MARTA DILLON
En
el bar, después de la medianoche, todo el mundo pregunta por
él. Lo esperan con ansiedad de novios adolescentes, picoteando
de mesa en mesa, a ver si alguien sabe algo, si lo vieron, si hablaron
con él. Alguien se asoma a la puerta, otea el horizonte, tambalea,
los tragos pasan y él se demora. Es su estilo, hacerse desear,
es lo que más le gusta de su oficio de dealer aunque siempre
tenga en la boca la queja lista. Es dealer porque la vida le jugó
sucio, porque los amigos lo traicionaron, porque ya sabemos, este sistema
de mierda no le hace lugar a su talento. Así que no le quedó
otra, lo suyo es andar vendiendo papeles por los bares, chiquitaje para
ofrecer cuando todos los kioscos han cerrado. Del negocio sabe lo suyo,
hace más de diez años que se dedica y puede jactarse de
no haber perdido nunca, conoce sus límites, no hace grandes movidas,
saca lo justo para cada día, lo justo de merca, lo justo de guita.

◇ ◇ ◇

* _Tarea 1_
Indica si cada afirmación concuerda con el texto sobre el dealer: (a) el dealer lleva más de diez años en el negocio; (b) el dealer hace grandes movidas para ganar mucho dinero; (c) en el bar preguntan por él antes de la medianoche. Responde sí o no a cada una y cita textualmente las palabras que lo deciden.
* _Tarea 2_
Prosigue el texto sobre el dealer a partir de su última oración.
Las líneas de datos no guardan relación con el texto sobre el dealer.

Extractos del conjunto de datos
◇ ◇ ◇

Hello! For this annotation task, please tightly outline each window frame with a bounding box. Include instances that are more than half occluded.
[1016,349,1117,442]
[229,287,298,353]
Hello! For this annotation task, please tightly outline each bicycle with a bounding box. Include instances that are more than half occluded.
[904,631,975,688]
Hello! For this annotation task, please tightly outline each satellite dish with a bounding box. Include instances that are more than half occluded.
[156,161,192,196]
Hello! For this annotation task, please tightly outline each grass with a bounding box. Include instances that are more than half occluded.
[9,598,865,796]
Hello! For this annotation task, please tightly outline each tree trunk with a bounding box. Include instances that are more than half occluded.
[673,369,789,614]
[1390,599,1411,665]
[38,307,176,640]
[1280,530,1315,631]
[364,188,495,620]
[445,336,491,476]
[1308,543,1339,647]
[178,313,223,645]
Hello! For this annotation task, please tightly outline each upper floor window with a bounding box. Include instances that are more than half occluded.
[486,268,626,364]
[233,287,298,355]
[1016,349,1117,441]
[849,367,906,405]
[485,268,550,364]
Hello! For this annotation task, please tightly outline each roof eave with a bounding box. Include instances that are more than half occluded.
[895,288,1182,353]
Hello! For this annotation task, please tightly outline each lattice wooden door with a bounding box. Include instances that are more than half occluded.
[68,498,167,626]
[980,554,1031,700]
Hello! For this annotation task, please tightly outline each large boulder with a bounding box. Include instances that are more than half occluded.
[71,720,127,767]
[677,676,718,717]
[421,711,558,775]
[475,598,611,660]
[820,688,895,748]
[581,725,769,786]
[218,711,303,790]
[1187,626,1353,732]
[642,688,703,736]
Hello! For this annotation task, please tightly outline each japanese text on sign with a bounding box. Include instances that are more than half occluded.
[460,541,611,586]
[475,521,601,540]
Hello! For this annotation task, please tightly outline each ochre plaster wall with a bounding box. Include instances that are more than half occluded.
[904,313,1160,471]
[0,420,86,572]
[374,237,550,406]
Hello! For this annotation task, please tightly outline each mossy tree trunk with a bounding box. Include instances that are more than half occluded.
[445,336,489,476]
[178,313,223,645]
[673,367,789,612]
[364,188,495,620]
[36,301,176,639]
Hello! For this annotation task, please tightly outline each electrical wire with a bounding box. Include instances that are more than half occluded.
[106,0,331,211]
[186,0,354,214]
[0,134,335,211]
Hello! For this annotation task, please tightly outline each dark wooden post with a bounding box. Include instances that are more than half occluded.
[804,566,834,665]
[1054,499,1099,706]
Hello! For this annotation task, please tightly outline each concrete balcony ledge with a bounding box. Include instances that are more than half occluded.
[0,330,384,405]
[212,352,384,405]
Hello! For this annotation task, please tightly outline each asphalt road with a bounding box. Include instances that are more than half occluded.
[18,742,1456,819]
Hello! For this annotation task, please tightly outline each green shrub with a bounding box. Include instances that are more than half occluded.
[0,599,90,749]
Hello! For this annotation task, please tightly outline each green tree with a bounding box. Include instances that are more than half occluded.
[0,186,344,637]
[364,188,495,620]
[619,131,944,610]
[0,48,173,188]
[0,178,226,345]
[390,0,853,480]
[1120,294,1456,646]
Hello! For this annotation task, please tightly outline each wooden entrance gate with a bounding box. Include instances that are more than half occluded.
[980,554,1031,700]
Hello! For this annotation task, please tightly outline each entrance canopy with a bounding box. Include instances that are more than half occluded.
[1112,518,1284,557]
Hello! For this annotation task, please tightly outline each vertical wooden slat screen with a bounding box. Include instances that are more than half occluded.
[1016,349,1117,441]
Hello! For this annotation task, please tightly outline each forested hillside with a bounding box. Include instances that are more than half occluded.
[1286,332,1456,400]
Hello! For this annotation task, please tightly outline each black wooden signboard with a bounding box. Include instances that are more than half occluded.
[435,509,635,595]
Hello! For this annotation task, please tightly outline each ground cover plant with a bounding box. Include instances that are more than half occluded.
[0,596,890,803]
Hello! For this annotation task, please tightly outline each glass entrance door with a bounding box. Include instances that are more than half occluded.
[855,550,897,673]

◇ ◇ ◇

* _Resultado 1_
(a) Sí: "hace más de diez años que se dedica".
(b) No: "no hace grandes movidas, saca lo justo para cada día".
(c) No: "después de la medianoche, todo el mundo pregunta por él".

* _Resultado 2_
Pero el tiempo pasa y ya no es un pibe. La oportunidad ya pasó
frente a él como un tren bala que él miró desde
el andén de la estación Avellaneda, sin intentar colarse,
sabiendo de antemano que iba a fallar, o que no era para él,
que estaba hecho para grandes cosas: director de cine, empresario, marido
pobre de una mujer rica, sex symbol, vaya a saber, alguna actividad
en la que rinda su buen aspecto y dotes de artista. Tanto mirar al cielo
lo hizo tropezar y ahora arrastra el barro entre los pies sin dirigir
sus ojos al piso. Nunca quiso saber si tenía o no vih, lo sospechó
en algún momento y tuvo la mala suerte de cruzarse con una mujer
que después de vivir con él se hizo un análisis,
y tuvo que enterarse. Aunque en el mismo momento bajó la cortina.
El vih no existe, dice, entre saque y saque, aunque después de
unos cuantos años haya empezado a sentirse mal y una paranoia
nocturna le atenace la garganta cuando acostado boca arriba intenta
conciliar el sueño que la merca espanta. No quiere decirlo, pero
está preocupado. Mira sus desechos por la mañana sospechando
de su mal color. A la noche le duele el estómago y no se mira
en el espejo para no ver que los pómulos se le hunden sin remedio.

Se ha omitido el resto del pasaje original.